The task: When you transcribe the entries below, keep the wording exact and omit the pictures.

==== Data for the task

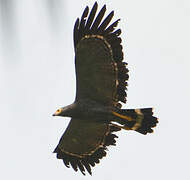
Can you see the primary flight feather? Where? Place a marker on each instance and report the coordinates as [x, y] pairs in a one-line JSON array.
[[101, 77]]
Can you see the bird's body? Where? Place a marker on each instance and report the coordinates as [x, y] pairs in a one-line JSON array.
[[101, 77]]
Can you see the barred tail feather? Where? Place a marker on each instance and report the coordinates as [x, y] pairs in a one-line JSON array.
[[142, 120]]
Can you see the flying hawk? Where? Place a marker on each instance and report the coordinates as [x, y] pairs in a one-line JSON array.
[[101, 77]]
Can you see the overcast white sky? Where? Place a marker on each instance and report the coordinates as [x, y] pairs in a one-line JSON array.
[[37, 76]]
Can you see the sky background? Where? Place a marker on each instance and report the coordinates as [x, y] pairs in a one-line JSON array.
[[37, 76]]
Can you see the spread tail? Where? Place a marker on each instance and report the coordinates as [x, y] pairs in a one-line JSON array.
[[140, 120]]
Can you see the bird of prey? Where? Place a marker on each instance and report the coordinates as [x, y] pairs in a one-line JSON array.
[[101, 78]]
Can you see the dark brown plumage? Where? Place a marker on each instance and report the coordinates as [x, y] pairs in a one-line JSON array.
[[101, 78]]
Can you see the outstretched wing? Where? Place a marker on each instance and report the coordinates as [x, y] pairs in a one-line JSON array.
[[101, 75], [84, 143]]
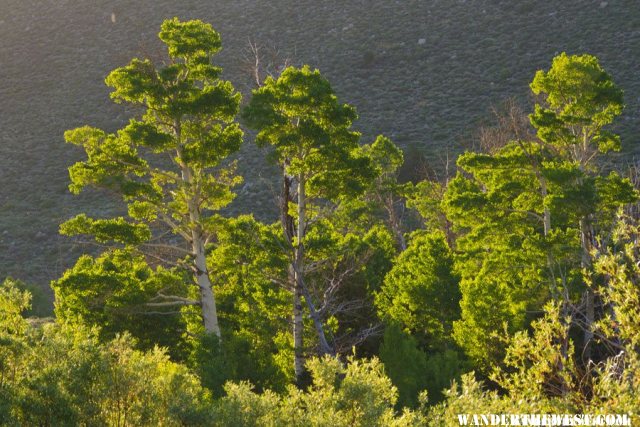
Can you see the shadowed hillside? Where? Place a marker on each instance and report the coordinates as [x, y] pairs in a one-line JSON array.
[[424, 73]]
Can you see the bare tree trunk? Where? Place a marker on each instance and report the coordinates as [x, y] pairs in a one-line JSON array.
[[207, 299], [589, 296], [299, 267]]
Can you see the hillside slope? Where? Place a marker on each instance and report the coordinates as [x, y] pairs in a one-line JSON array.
[[422, 72]]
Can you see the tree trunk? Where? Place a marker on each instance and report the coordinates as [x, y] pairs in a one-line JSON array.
[[589, 296], [299, 268], [207, 299]]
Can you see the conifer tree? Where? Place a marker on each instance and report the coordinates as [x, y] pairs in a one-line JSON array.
[[299, 115], [168, 164]]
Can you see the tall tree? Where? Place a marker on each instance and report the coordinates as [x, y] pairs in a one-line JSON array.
[[168, 164], [530, 212], [299, 115], [579, 100]]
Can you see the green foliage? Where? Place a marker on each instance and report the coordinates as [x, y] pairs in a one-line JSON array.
[[404, 363], [299, 115], [357, 394], [249, 265], [168, 167], [64, 375], [421, 291], [581, 96], [113, 292]]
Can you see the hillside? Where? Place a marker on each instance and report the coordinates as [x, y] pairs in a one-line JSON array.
[[424, 73]]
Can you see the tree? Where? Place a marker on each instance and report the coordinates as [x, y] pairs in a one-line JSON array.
[[526, 211], [580, 100], [299, 115], [421, 291], [168, 165]]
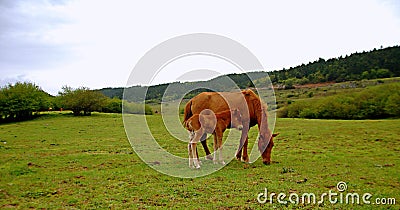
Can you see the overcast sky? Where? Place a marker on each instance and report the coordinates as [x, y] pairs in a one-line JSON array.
[[96, 44]]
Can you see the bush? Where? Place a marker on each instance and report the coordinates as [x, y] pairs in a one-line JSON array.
[[21, 100], [113, 105], [372, 103], [81, 100], [134, 108]]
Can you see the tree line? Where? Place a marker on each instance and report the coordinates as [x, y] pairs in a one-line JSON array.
[[378, 63], [377, 102], [24, 101]]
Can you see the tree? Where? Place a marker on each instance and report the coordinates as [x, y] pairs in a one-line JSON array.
[[21, 100], [81, 100]]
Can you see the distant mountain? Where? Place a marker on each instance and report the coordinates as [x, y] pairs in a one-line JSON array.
[[378, 63]]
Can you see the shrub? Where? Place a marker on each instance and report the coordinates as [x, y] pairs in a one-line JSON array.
[[372, 103], [21, 100], [135, 108]]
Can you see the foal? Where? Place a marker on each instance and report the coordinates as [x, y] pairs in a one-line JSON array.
[[208, 122]]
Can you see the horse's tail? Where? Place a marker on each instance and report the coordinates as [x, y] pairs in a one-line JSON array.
[[187, 111]]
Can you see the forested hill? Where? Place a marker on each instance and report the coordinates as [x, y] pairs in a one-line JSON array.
[[378, 63], [374, 64]]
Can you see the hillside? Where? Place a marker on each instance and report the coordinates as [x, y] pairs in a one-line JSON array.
[[377, 63]]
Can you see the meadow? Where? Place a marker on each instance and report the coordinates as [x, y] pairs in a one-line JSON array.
[[60, 161]]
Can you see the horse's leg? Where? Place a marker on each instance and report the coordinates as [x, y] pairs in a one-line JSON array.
[[243, 138], [204, 143], [215, 147], [190, 155], [245, 156], [221, 159], [194, 142]]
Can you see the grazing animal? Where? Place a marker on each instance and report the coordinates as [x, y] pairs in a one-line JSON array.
[[253, 113], [208, 122]]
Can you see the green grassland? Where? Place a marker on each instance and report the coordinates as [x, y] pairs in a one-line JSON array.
[[60, 161]]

========

Exercise output:
Can you see the primary flight feather? Where? Place a marker on each instance and report the coordinates as [x, y] pairs in a one-line JSON array.
[[101, 77]]
Can you see the bird's body? Where? Place a marker on each instance and report the coordinates as [x, y] pairs in a one-line JSON array.
[[101, 77]]
Can you see the barred tail feather? Where? Place a marker on each instance and report the coordinates as [x, y] pairs in a one-line JSON array.
[[142, 120]]
Can you see the flying hawk? Where? Place a marker on each instance and report the coordinates as [x, y] pairs in a one-line JSON array.
[[101, 77]]
Can you see the overcast white sky? Where? Place a marker on each instance and report the coordinates as [x, y] pairs in a one-line JSON array.
[[37, 76]]
Can you see the sky background? Where? Place a marker on each instance and report the coordinates as [x, y] pairs in a one-line JSON array.
[[37, 76]]
Can you see the spread tail? Where? Place a marker on each instance and report the coordinates as [x, y] pairs in a one-line JSON array.
[[140, 120]]
Can you see the bird of prey? Where? Place a marker on each instance and report the coordinates as [x, y] pairs in a one-line JSON array.
[[101, 78]]
Can you see the dark brown plumage? Where? Place a marker on each instance and report the coordinates as [x, y] pairs in a one-line JSON array.
[[101, 78]]
Can you see the outstretched wing? Where? Place a marker on each instance and report the coordinates as [x, y] pairs in a one-line JSON array.
[[101, 75], [84, 143]]
Can you see the shadowed hillside? Where? Place a marker on each instance and report the coordinates as [x, y] pairs in a one-line JSON array.
[[424, 73]]
Can you see the bare tree trunk? Where? Place a marker on each instance and report the coordinates as [x, y] pairs in a one-line JSON array.
[[207, 299], [589, 296], [299, 267]]
Can you see the hillside slope? Where? Place a marker on each instance and report the coordinates as [x, y] pairs in a one-line JSON array.
[[422, 72]]
Can you see the tree trunk? Where? Place a marker on each instance and report the coordinates as [x, y] pairs in a one-line JSON array.
[[589, 296], [299, 268], [207, 299]]
Can you see the conifer tree? Where? Place a marker on each instance and report the coordinates as [x, y] pairs in a one-line JSON array.
[[299, 115], [168, 164]]
Can you see the tall tree? Where? Place a marker on each instance and report the coordinates as [x, y] pairs in a one-line JSON array.
[[168, 164], [530, 212], [299, 115], [579, 100]]
Can you see the green foliage? Where? Place a marker on each instance and report the coordinates as [x, y] pairs in a one-line JSON array.
[[404, 363], [299, 115], [357, 394], [249, 265], [168, 167], [64, 375], [421, 291], [581, 96], [113, 292]]
Can you see the hillside? Where? Place a marker on each instance and report the coordinates as [x, y] pairs in a one-line JSON array.
[[424, 73]]
Can you see the tree? Where? Place a marker on each instance and report the coordinates as [x, y] pairs in a one-line JSON array.
[[526, 211], [580, 100], [299, 115], [421, 291], [168, 165]]
Can you see the overcast sky? Where? Place a marker on each instance and report the coordinates as [x, y] pairs in a one-line JSON array.
[[96, 44]]
Can you see the bush? Where? Place a marker on each instance and report the coordinates as [x, y] pairs in a one-line JSON array.
[[21, 100], [113, 105], [372, 103], [81, 100], [134, 108]]
Can you see the tree line? Where? Place a marker on each instance and report the coordinates as [x, y] pairs in a one-line JSON array.
[[378, 63], [377, 102], [24, 101]]
Can you see the tree? Where? Place a marker on each instance and report the coordinates as [x, y] pairs in a one-line JSON array.
[[21, 100], [81, 100]]
Can you see the distant mountain? Where? Place a marker on each instance and report the coordinates as [x, y] pairs in a one-line JSON array.
[[378, 63]]
Can you see the shrub? Where? Place a marker on each instance and report the coordinates as [x, y] pairs in a one-line JSON array.
[[372, 103], [21, 100], [135, 108]]
Can you see the foal? Where? Place a marker on each instance and report the coordinates as [x, y] pairs in a one-line JSON array.
[[208, 122]]
Can you see the horse's tail? Where? Place a marker on each instance and report the coordinates as [x, y] pairs in a one-line JSON array.
[[187, 111]]
Can you see the forested hill? Where? Place a marker on each instance and report the coordinates as [x, y] pairs in a one-line JSON array.
[[378, 63], [374, 64]]
Can you see the hillside? Where? Place a marker on each instance and report the coordinates as [x, y] pairs in a one-line JSON array.
[[377, 63]]
Can you see the meadow? Where? Place a marker on each instance and report the coordinates as [x, y] pairs in a one-line JSON array.
[[60, 161]]
Can you see the horse's leg? Where? Place a marker on each instance and report the coordinates as [x, y] pairs in a one-line JSON array.
[[243, 138], [204, 143], [215, 147], [190, 155], [245, 156], [221, 159], [194, 142]]
Can you see the grazing animal? Where? Place a marker on each instance and report the coordinates as [x, y] pairs in a one-line JSON array.
[[253, 113], [208, 122]]
Can you see the green grassland? Where? Place a marker on each instance and report the coordinates as [x, y] pairs in a one-line JSON array.
[[60, 161]]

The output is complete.